* TASK *
Write out, word for word, only the lines from the one containing "Task: pick out one point on every instance of the balcony." through the final line of the data.

**** RECORDS TO PROCESS

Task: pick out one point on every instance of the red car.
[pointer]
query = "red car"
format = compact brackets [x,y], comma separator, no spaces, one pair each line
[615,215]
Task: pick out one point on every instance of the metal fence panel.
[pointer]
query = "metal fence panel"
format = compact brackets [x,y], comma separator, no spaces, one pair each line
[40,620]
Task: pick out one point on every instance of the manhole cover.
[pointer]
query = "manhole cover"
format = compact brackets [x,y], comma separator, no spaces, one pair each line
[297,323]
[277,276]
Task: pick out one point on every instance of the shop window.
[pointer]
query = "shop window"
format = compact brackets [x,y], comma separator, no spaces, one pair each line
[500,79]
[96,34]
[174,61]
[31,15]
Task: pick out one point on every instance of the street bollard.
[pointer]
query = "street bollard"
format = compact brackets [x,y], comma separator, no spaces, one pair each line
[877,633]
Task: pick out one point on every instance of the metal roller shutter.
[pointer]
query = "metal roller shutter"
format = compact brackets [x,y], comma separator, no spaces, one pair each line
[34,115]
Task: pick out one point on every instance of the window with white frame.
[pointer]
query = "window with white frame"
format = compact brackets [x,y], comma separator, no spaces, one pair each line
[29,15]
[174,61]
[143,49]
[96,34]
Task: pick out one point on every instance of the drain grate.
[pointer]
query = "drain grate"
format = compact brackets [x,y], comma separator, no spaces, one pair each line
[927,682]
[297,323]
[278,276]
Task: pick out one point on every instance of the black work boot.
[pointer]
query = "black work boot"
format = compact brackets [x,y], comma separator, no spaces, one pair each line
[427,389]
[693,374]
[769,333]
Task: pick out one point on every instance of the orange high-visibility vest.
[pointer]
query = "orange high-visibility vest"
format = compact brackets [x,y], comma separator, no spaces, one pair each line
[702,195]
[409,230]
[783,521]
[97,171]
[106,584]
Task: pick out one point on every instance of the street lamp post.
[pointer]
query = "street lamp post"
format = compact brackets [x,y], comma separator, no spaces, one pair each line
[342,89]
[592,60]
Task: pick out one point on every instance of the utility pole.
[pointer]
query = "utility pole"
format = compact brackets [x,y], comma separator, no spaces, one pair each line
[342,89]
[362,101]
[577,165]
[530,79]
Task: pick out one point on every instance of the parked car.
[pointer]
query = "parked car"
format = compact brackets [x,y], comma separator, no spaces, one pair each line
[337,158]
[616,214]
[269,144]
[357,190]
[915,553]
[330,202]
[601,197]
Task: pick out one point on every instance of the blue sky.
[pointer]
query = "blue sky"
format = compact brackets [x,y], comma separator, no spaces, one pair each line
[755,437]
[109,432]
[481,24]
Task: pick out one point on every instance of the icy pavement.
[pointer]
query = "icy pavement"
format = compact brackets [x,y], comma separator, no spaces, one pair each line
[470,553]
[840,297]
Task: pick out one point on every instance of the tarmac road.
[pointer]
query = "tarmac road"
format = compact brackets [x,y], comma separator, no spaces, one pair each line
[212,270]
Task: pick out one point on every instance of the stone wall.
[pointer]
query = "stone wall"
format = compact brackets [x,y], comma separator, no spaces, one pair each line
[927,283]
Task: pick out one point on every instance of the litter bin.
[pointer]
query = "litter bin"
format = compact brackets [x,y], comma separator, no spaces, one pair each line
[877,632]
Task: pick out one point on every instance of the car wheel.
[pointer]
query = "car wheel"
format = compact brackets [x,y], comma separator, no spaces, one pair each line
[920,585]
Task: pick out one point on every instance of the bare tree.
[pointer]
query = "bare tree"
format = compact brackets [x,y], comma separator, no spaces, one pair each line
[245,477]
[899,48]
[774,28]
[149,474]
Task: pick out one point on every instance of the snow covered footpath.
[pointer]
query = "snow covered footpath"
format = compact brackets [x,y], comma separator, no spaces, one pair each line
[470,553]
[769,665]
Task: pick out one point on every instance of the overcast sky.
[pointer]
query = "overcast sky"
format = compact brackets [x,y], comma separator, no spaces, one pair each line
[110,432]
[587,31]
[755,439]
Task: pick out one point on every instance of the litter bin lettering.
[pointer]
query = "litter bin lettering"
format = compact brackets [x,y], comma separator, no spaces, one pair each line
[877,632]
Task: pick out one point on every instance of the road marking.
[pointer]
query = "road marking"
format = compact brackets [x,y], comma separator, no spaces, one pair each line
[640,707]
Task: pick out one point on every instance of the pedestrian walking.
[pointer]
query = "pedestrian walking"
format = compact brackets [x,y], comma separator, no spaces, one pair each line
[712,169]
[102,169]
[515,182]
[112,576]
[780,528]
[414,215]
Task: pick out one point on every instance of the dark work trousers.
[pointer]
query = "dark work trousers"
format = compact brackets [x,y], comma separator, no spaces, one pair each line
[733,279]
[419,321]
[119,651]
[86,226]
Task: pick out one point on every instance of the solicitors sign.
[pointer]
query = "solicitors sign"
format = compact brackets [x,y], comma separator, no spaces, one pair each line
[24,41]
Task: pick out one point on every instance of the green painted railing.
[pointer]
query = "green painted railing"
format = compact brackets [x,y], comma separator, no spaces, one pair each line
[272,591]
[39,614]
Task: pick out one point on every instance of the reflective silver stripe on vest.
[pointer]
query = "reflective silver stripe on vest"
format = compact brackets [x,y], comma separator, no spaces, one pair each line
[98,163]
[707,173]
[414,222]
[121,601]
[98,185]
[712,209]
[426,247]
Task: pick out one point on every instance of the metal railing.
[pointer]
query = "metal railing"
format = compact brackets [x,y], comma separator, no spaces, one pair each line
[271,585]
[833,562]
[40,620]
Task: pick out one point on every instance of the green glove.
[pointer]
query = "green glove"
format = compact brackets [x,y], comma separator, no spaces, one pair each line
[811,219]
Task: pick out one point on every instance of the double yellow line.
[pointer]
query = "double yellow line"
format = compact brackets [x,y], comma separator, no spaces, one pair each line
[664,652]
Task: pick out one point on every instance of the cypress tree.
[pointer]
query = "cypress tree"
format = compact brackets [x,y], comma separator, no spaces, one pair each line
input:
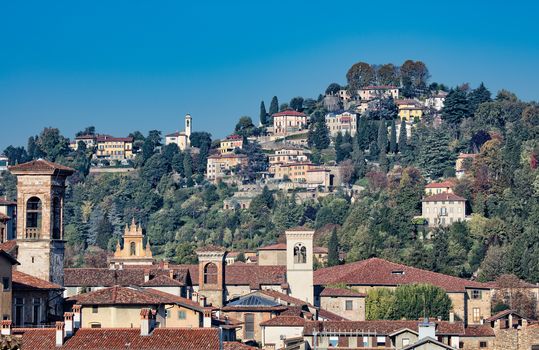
[333,249]
[393,138]
[403,142]
[382,136]
[263,114]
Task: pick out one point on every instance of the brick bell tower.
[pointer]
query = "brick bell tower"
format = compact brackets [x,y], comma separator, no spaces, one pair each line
[40,229]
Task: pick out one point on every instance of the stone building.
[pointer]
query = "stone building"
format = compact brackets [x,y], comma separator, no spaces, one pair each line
[133,252]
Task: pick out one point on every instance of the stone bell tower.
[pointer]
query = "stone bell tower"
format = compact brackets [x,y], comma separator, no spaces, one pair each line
[299,263]
[40,229]
[211,274]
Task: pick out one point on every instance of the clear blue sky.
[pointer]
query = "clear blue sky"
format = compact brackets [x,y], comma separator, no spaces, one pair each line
[141,65]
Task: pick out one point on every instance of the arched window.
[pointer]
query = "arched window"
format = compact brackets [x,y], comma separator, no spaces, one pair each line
[56,218]
[33,217]
[300,254]
[210,274]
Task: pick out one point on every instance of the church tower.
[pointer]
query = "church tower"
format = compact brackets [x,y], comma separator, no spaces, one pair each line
[40,206]
[134,251]
[299,263]
[188,128]
[211,274]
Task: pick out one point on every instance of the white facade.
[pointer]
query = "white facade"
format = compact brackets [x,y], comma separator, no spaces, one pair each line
[299,263]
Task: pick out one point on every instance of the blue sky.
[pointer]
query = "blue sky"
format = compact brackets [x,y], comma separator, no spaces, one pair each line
[141,65]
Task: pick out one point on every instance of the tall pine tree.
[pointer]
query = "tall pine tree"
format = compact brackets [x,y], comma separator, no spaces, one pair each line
[393,138]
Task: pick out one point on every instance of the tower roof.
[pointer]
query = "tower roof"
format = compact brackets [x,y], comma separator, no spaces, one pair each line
[41,167]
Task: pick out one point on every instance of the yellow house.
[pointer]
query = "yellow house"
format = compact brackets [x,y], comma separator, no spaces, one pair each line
[229,144]
[133,252]
[114,148]
[409,110]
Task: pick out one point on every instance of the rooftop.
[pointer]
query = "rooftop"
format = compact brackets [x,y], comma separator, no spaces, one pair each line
[380,272]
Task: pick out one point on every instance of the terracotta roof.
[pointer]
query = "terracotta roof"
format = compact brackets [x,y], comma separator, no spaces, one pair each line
[211,248]
[444,197]
[341,292]
[105,277]
[479,331]
[23,281]
[120,295]
[380,272]
[40,166]
[122,338]
[289,112]
[381,327]
[281,321]
[443,184]
[4,201]
[163,281]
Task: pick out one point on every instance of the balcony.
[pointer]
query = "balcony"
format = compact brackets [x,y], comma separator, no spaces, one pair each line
[33,233]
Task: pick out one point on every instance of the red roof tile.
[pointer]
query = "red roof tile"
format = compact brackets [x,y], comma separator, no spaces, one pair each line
[120,295]
[380,272]
[381,327]
[281,321]
[289,112]
[444,197]
[40,166]
[122,338]
[341,292]
[23,281]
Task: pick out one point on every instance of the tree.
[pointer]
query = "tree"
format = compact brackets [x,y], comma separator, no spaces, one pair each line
[403,142]
[478,96]
[332,89]
[456,107]
[359,75]
[263,114]
[245,127]
[274,106]
[296,103]
[333,249]
[393,138]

********

* WRITTEN SOLUTION *
Task: pick out one point on every instance of the balcony.
[pointer]
query = "balcony"
format = compact brackets [x,y], comma separator, no spaces, one pair each line
[33,233]
Task: pick out one point on every instance of the red roof tile.
[pointer]
query = "red roof tile"
format = compact brackets [x,y], comma separator, no spaces, one pair each line
[120,295]
[380,272]
[381,327]
[281,321]
[289,112]
[444,197]
[40,166]
[122,338]
[341,292]
[23,281]
Task: pick out one point on every instance of the tree.
[pointer]
query = "tree"
format = compact brackets [x,y], comma separator, no spaces, one pair each line
[403,142]
[478,96]
[332,89]
[456,107]
[359,75]
[263,114]
[245,127]
[274,106]
[296,103]
[333,249]
[393,138]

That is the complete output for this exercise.